== Texte extrait ==
En quoi la Méditerranée est-elle un espace où se rencontrent trois civilisations qui échangent et s'opposent à l'époque médiévale ?
La Méditerranée médiévale : trois civilisations
À l'ouest : la civilisation chrétienne de l'Occident chrétien
Au Moyen Âge, on réunit sous l'appellation « Occident chrétien » l'ensemble des royaumes sous l'influence de l'Église chrétienne dirigée par le pape de Rome. Situés en Europe de l'Ouest, ces royaumes se sont formés par étapes et leurs frontières ont beaucoup et souvent changé. C'est le pouvoir religieux qui domine sur le pouvoir politique dans l'Occident chrétien.
La cartographie et la chronologie de l'Occident chrétien à l'époque médiévale
Au XIe siècle, trois entités dominent l'Occident chrétien : le royaume de France, le Saint Empire romain germanique et les royaumes chrétiens d'Espagne et du Portugal. Ces royaumes évoluent beaucoup à l'époque médiévale.
- À l'ouest, le royaume de France se consolide progressivement grâce aux rois Capétiens.
- À l'est, le Saint Empire romain germanique rassemble plusieurs royaumes sous l'autorité d'un empereur.
- Les royaumes chrétiens d'Espagne et du Portugal doivent se contenter du Nord de la péninsule Ibérique dont la moitié sud est occupée par les musulmans.
La péninsule italienne, elle, est partagée : au nord, les États de l'Église gouvernés par la papauté et au sud, le royaume normand de Sicile.
La domination du pouvoir religieux sur le pouvoir politique dans l'Occident chrétien
Dans l'Occident chrétien médiéval, un lien fort se tisse progressivement entre le pouvoir religieux, détenu par l'Église chrétienne, et le pouvoir politique aux mains des seigneurs, des rois et des empereurs. C'est l'Église qui finit par prendre le dessus sur le pouvoir politique. L'Église chrétienne d'Occident se fait appeler « l'Église catholique » – « universel » en grec – car elle se considère comme la seule vraie Église, en opposition à l'Église orthodoxe de la civilisation byzantine.
L'Église a besoin des seigneurs pour contrôler la société et les seigneurs ne peuvent pas se passer de l'Église pour légitimer leur pouvoir. Cette relation réciproque est la base d'un type de régime politique appelée la « théocratie », du grec théos - « Dieu » - et kratein - « pouvoir ». Concrètement, tous ceux qui gouvernent en Europe de l'Ouest affirment avoir reçu leurs pouvoirs de Dieu, et puisqu'ils l'exercent en son nom, ils exigent d'être obéis par tous. Ce lien, qui fait du politique et de la religion un tandem inséparable, se noue au cours de la cérémonie du sacre.
Les relations entre le pouvoir religieux et le pouvoir politique se compliquent à partir du XIe siècle lorsque, à l'initiative du pape de Rome Grégoire VII, l'Église met en œuvre la « réforme grégorienne ». Grâce à elle, l'Église impose progressivement son autorité aux seigneurs et aux rois.

Données sources:
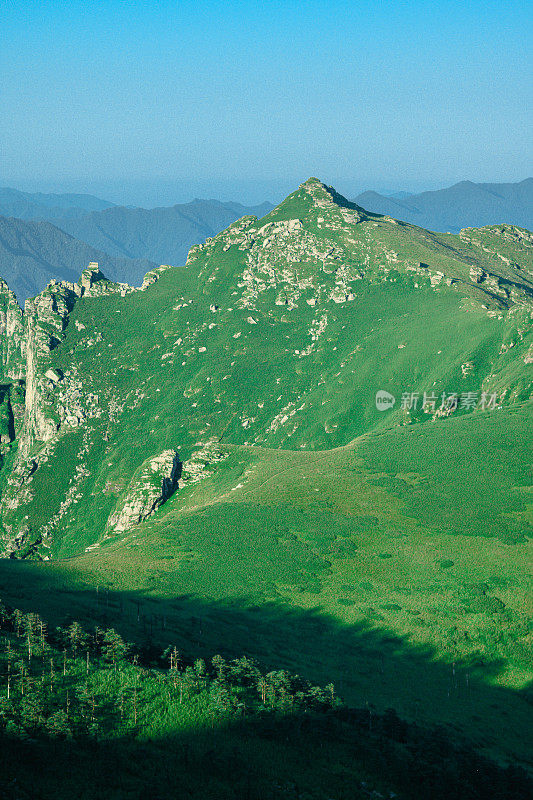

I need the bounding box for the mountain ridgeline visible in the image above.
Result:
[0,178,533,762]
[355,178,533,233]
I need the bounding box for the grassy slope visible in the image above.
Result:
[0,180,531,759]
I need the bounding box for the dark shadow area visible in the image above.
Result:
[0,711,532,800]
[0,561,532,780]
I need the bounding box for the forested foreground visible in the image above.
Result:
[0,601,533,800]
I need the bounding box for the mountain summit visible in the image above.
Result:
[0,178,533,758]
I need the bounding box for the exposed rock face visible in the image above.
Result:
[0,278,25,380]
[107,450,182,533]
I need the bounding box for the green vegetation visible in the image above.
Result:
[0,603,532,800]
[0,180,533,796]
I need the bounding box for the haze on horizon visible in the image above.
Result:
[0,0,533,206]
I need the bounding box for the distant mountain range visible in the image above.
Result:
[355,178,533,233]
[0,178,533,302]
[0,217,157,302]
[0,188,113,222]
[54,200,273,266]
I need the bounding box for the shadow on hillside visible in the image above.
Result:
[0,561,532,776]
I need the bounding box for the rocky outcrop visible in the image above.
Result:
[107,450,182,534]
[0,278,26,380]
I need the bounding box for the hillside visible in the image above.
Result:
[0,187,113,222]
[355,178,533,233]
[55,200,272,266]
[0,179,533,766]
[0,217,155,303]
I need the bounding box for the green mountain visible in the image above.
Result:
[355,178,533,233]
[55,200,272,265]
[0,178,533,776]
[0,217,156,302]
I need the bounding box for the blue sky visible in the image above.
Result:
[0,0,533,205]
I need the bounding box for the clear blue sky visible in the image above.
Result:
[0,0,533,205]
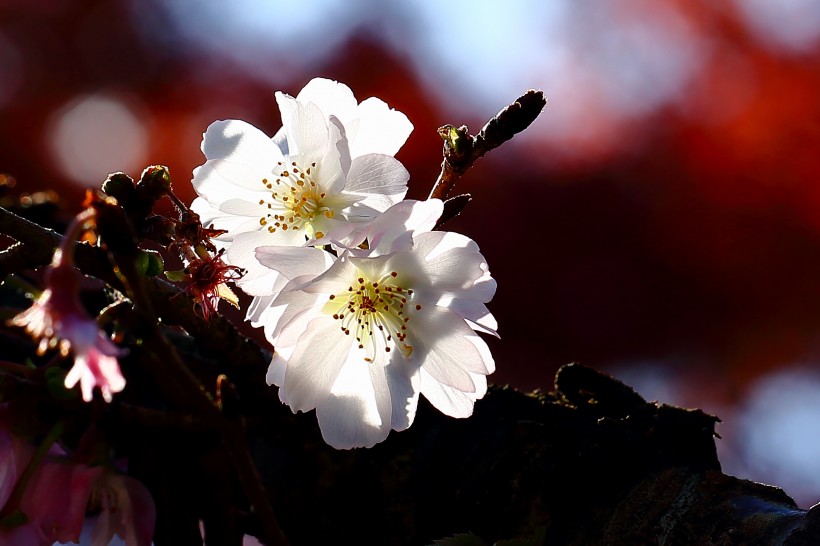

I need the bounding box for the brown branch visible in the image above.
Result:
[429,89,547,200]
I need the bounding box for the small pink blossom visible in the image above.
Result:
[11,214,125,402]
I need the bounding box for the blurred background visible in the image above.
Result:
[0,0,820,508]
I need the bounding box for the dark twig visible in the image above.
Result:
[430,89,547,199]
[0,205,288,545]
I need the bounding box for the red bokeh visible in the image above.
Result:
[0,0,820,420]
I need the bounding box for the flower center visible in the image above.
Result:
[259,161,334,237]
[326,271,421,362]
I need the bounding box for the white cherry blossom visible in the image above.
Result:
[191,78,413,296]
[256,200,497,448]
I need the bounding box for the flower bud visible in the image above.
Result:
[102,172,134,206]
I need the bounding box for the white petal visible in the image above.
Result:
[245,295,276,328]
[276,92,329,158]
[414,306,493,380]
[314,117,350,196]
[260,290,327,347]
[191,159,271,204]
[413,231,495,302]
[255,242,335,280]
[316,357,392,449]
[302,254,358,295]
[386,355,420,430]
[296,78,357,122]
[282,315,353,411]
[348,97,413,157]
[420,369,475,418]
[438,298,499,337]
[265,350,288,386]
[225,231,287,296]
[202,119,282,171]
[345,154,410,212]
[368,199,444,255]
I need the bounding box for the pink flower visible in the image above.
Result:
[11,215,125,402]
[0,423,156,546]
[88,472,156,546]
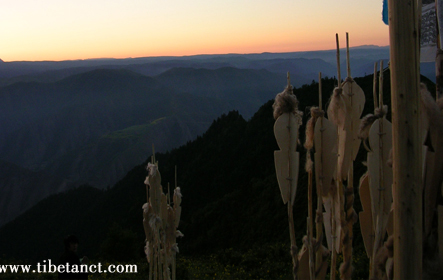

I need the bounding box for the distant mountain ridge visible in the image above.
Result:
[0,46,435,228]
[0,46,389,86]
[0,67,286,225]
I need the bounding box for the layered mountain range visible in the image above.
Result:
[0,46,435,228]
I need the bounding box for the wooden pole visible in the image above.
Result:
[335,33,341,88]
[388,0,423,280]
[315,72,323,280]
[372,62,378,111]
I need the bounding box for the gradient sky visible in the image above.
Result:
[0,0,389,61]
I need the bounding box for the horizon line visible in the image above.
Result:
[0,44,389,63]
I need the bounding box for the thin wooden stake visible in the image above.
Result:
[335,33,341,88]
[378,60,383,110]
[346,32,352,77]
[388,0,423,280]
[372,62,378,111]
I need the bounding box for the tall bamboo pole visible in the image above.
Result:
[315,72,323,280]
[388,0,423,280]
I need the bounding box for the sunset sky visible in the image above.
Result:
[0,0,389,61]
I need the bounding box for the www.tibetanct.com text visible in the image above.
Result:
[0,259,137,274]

== Travail demandé ==
1. Répondez aux questions suivantes d'après l'extrait sur l'Occident chrétien :
(a) Quelles sont les trois entités qui dominent l'Occident chrétien au XIe siècle ?
(b) Quel sens le mot « catholique » a-t-il en grec ?
(c) Quel pape est à l'initiative de la « réforme grégorienne » ?
2. Poursuivez la rédaction de l'extrait sur l'Occident chrétien à partir de sa dernière phrase.
Les données ci-dessus sont indépendantes de l'extrait sur l'Occident chrétien.

== Éléments de réponse ==
1.
(a) Le royaume de France, le Saint Empire romain germanique et les royaumes chrétiens d'Espagne et du Portugal.
(b) Il signifie « universel ».
(c) Grégoire VII.

2.
Vers 1075, une querelle oppose le pape Grégoire VII à l'empereur germanique Henri IV à propos de la nomination des membres du clergé. Pour rappeler son autorité, le pape rédige une liste d'affirmations appelée les Dictatus papæ.
En 1077, le pape Grégoire VII contraint l'empereur germanique Henri IV à venir s'agenouiller devant lui à Canossa. En 1095, le pape Urbain II excommunie le roi de France Philippe Ier pour cause d'adultère, car il a trompé la reine. Du XIe siècle au XIIIe siècle, l'Église acquiert donc le statut d'arbitre reconnu et craint par tous les rois d'Occident. À l'apogée de sa puissance religieuse, économique et politique, elle est même comparée à une « monarchie pontificale ».
À l'est : la civilisation byzantine
Par opposition à l'Occident chrétien qui occupe la partie occidentale du Bassin méditerranéen, l'Empire byzantin est situé dans sa partie orientale, c'est-à-dire à l'est. Dans cette civilisation, l'empereur concentre tous les pouvoirs.
La cartographie et la chronologie de l'Empire byzantin à l'époque médiévale
L'origine de l'Empire byzantin remonte à la division de l'Empire romain en deux par Théodose en 395. Après la chute de l'Empire romain d'Occident en 476, l'Empire romain d'Orient prend le nom d'Empire byzantin, en référence à sa capitale Byzance devenue Constantinople. L'Empire byzantin s'étend au VIe siècle. Il est prospère, sa longévité est impressionnante : il perdure jusqu'au XVe siècle. Au XIe siècle, il commence à connaître des difficultés.
Au XIe siècle, la crise économique et la pression des Normands à l'ouest et des Turcs à l'est fait décliner l'Empire byzantin : le territoire se recroqueville en Grèce et en Turquie actuelles autour de la capitale Constantinople.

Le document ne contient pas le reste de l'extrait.